Work request:
From the records below, please repeat exactly the line that has "positive clicks: (773, 820)", the line that has "negative clicks: (839, 963)", and every line between them, and nothing else.
──────
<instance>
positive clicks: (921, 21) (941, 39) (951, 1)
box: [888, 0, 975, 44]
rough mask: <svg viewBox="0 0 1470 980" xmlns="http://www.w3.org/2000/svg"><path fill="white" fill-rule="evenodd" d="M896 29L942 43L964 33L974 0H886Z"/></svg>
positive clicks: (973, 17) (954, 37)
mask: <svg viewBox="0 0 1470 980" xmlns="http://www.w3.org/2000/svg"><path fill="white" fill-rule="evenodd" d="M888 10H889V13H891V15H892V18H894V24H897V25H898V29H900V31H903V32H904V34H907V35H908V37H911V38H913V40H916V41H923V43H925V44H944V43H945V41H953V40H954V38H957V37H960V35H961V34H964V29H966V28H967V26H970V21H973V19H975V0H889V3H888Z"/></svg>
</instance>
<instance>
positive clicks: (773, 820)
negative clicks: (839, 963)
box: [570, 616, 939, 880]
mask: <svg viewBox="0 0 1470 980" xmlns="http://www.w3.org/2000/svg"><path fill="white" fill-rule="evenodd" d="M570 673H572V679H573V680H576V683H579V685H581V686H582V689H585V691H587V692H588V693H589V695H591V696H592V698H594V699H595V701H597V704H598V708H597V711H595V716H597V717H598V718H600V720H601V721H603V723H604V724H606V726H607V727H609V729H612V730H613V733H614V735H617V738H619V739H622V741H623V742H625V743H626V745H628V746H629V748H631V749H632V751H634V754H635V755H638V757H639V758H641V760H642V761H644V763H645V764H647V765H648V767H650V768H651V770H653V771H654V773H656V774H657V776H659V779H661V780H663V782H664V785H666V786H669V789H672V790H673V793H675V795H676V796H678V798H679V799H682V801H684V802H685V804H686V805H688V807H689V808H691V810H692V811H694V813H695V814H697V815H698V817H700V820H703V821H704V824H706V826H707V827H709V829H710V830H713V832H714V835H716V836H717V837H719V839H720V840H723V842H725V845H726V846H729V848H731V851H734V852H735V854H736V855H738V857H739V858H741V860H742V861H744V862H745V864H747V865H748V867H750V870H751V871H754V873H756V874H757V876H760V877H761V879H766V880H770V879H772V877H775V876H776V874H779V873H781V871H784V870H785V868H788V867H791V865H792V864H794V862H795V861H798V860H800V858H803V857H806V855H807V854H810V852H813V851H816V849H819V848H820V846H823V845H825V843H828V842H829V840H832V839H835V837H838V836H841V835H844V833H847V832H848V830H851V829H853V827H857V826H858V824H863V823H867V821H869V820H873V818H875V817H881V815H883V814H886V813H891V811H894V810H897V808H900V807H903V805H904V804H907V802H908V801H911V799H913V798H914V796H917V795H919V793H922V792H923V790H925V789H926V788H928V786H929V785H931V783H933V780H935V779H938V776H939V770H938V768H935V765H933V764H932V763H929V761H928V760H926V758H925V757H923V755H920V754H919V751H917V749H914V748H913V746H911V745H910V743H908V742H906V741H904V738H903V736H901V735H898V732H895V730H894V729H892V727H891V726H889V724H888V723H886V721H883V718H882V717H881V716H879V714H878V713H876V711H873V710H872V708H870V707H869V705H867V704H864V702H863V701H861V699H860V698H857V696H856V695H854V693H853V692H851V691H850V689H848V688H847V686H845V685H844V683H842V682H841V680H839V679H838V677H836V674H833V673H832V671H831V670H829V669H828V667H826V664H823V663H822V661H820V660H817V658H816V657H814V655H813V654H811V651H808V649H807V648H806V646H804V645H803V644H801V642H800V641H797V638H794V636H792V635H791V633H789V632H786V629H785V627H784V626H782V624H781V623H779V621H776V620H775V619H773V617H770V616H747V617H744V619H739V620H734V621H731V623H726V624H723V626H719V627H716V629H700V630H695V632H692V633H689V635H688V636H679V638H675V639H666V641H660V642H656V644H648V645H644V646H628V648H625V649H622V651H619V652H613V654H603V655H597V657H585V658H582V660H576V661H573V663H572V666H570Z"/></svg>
──────
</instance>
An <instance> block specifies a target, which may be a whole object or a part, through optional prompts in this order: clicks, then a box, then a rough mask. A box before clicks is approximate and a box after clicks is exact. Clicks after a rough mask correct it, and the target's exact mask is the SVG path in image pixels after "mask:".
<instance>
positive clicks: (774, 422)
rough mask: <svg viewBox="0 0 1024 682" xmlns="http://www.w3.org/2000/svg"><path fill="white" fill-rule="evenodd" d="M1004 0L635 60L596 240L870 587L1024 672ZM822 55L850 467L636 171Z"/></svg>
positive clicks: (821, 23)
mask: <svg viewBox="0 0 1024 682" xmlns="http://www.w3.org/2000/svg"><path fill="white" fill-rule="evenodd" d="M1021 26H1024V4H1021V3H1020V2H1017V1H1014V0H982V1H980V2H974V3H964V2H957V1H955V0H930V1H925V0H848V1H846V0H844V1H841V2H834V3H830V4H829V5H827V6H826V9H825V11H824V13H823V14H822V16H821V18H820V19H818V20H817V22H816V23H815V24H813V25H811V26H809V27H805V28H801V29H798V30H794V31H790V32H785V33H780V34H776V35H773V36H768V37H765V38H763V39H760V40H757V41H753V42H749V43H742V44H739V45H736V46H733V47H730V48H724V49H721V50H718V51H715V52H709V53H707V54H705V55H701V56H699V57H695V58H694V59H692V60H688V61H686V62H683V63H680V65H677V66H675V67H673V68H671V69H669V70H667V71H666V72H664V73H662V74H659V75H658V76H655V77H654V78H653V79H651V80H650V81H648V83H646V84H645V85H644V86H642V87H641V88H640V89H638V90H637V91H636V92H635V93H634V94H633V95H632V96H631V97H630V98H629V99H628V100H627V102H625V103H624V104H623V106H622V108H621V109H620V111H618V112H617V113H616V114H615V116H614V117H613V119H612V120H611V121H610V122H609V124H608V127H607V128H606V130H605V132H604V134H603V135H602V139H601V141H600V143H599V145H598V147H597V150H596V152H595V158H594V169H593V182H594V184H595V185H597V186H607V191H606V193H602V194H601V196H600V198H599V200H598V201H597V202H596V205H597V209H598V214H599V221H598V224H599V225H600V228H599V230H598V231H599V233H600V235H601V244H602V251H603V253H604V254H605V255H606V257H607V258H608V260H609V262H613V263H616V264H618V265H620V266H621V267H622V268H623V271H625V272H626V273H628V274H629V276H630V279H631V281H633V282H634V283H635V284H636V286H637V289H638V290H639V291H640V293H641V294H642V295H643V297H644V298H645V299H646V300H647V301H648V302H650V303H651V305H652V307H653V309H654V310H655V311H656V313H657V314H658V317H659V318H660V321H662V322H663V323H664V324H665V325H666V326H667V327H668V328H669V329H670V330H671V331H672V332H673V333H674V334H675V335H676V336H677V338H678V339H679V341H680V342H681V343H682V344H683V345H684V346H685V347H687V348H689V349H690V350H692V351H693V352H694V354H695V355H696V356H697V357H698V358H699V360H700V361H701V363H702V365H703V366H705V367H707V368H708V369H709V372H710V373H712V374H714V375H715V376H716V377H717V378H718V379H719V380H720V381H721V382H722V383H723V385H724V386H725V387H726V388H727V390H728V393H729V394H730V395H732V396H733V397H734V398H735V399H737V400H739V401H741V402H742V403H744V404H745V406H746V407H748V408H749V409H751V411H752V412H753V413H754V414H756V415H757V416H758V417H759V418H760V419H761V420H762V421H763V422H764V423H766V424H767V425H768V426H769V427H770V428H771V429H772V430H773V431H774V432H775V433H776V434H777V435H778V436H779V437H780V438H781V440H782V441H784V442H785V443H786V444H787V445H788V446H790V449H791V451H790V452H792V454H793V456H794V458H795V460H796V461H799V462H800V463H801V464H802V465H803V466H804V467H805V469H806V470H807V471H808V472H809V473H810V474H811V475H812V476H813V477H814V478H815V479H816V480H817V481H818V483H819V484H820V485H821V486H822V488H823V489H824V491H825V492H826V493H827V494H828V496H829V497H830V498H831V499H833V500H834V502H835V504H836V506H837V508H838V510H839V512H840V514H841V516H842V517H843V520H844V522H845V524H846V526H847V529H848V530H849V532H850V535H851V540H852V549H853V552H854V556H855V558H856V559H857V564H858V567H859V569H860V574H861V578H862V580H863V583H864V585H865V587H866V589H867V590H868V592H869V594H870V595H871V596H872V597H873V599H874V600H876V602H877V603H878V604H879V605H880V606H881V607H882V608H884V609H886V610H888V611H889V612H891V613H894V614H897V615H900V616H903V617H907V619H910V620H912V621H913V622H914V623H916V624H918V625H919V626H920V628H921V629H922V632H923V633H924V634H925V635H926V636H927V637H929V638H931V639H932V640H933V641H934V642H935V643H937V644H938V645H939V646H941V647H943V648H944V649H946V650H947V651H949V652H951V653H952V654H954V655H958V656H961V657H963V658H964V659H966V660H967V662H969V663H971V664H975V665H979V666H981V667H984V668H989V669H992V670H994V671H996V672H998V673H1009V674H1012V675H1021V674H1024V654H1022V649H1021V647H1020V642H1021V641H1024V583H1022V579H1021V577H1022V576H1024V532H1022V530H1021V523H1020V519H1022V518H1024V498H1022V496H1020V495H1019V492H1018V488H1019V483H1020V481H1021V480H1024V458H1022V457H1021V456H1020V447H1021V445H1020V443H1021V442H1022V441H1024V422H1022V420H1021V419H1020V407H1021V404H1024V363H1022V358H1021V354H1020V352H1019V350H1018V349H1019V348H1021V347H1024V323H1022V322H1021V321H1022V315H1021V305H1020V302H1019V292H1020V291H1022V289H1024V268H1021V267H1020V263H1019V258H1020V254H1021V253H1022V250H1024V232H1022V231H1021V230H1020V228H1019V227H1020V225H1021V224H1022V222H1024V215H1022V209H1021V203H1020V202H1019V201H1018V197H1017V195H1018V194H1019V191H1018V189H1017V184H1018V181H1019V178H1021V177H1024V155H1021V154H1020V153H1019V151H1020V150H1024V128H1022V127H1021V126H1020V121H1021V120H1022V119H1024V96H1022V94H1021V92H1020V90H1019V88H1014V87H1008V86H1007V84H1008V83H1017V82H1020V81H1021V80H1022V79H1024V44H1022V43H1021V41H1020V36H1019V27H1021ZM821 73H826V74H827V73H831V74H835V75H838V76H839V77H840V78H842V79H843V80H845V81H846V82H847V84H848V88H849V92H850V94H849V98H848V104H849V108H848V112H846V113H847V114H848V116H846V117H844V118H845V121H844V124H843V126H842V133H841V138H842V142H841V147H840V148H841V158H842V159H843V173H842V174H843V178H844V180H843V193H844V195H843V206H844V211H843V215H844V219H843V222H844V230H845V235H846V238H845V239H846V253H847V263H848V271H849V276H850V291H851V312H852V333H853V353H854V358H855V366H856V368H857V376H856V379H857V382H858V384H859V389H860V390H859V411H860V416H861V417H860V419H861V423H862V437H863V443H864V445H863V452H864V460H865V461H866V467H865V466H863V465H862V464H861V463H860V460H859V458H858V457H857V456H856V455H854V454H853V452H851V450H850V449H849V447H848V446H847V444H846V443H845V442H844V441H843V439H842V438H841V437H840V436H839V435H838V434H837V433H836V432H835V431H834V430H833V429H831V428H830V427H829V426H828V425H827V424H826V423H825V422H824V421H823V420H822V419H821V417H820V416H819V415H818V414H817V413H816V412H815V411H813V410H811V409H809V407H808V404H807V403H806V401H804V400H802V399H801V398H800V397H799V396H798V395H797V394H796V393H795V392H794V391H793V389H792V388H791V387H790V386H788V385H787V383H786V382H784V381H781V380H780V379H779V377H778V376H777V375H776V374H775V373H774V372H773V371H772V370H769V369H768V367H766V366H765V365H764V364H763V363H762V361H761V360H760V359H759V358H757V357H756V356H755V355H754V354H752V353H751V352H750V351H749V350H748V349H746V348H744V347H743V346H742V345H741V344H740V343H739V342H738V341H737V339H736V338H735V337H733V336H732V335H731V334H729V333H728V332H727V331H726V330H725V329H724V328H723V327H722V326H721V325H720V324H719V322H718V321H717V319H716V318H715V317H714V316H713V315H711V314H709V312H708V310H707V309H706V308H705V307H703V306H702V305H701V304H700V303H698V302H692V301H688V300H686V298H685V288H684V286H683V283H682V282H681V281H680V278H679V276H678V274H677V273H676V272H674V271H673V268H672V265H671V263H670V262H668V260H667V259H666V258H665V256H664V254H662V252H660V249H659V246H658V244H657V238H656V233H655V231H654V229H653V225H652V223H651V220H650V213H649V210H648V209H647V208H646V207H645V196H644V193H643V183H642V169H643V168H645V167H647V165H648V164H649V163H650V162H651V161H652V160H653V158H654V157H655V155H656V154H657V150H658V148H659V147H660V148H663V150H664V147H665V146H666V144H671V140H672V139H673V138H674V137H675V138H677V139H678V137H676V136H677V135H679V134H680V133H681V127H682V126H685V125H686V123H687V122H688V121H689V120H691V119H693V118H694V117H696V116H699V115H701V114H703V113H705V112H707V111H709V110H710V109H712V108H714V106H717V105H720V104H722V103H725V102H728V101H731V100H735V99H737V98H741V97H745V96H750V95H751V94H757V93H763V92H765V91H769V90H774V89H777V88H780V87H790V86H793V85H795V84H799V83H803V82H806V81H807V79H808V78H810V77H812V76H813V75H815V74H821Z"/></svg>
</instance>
──────
Your response:
positive clicks: (773, 820)
negative clicks: (839, 963)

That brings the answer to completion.